> [Required action]: In the records that follow, the lines from the one containing "Target: riverbank" to the one containing "formatted like [558,517].", inclusive, are to be given again exactly.

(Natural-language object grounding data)
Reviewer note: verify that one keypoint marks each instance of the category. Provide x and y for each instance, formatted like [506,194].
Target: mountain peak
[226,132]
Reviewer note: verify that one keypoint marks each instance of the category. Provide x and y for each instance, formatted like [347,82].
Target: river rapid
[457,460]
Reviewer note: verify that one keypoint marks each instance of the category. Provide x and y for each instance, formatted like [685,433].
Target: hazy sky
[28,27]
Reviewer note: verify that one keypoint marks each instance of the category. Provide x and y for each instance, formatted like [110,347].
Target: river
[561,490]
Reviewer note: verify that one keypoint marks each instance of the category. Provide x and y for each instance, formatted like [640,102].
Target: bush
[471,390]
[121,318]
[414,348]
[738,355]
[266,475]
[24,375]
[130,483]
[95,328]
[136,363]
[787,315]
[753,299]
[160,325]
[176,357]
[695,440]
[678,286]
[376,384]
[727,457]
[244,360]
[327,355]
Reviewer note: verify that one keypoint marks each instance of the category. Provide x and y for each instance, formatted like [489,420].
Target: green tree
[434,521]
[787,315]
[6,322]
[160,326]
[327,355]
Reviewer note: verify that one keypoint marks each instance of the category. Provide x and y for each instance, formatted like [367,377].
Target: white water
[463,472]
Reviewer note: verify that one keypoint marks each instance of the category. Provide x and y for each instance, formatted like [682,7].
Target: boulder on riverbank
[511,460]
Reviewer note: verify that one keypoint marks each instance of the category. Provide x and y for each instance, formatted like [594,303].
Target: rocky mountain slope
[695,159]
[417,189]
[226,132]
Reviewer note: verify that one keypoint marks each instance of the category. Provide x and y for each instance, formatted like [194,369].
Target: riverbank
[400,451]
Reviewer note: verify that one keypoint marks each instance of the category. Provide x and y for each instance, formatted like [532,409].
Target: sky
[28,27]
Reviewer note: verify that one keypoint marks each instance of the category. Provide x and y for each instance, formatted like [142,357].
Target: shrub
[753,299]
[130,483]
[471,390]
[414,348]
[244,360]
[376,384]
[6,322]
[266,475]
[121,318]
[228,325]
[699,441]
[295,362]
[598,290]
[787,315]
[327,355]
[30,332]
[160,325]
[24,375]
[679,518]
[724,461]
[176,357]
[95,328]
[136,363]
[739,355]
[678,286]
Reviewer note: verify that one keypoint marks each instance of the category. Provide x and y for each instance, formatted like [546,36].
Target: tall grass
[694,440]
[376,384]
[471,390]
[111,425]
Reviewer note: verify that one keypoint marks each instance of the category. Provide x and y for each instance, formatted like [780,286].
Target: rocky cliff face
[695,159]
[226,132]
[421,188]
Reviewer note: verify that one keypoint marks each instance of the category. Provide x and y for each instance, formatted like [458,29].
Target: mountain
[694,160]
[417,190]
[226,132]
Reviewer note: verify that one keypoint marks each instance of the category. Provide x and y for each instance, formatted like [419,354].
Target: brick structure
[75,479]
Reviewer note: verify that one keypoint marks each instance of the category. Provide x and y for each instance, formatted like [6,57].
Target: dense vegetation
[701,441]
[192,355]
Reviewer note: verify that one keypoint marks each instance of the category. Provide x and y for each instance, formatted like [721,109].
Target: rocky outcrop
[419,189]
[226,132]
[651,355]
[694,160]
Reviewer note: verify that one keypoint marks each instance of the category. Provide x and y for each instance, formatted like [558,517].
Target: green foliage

> [Answer space]:
Target: riverbank
[400,451]
Reviewer note: verify that one keypoint marks each instance of the category. Provide x and y for each instance, formatted like [532,409].
Target: sky
[28,27]
Reviewer note: verify that one keypoint marks each instance of the category. Provide x and y for each instance, formatted like [142,357].
Target: shrub
[753,299]
[130,483]
[471,390]
[414,348]
[244,360]
[376,384]
[6,322]
[266,475]
[121,318]
[228,325]
[699,441]
[295,362]
[598,290]
[787,315]
[327,355]
[30,332]
[160,325]
[24,375]
[679,518]
[724,461]
[176,357]
[95,328]
[136,363]
[739,355]
[678,286]
Reviewer note: verify that one keypoint marks each instance of the category. Provide x and y for each instance, formatted like [546,36].
Target: tall grass
[694,440]
[376,384]
[471,390]
[111,425]
Reviewer note: verify that one keypoint marks each instance of the category. Provide x and y for each instance, formatted like [780,286].
Target: rocky cliff face
[695,159]
[226,132]
[421,188]
Reviewer note: verify that one keypoint marks each instance of the category. Provide x and y for each instance, formatted like [458,29].
Target: mountain
[694,160]
[417,190]
[226,132]
Reviewer note: verify that one keypoint marks each instance of the category. Provide x and y for each instance, formatted like [419,354].
Target: brick structure
[75,479]
Reviewer note: verify that one keypoint marks each instance of the category. Provide x and y for each instance, formatted like [6,57].
Target: dense vegetation
[701,441]
[192,355]
Reviewer note: verify that one keypoint marks each instance of the category. Provide x and y for each instance, formatted like [721,109].
Target: rocky outcrop
[419,189]
[226,132]
[651,355]
[694,160]
Reviewer note: verify that one keypoint marks each instance of the category. Provide x and y for each instance, formatted like [558,517].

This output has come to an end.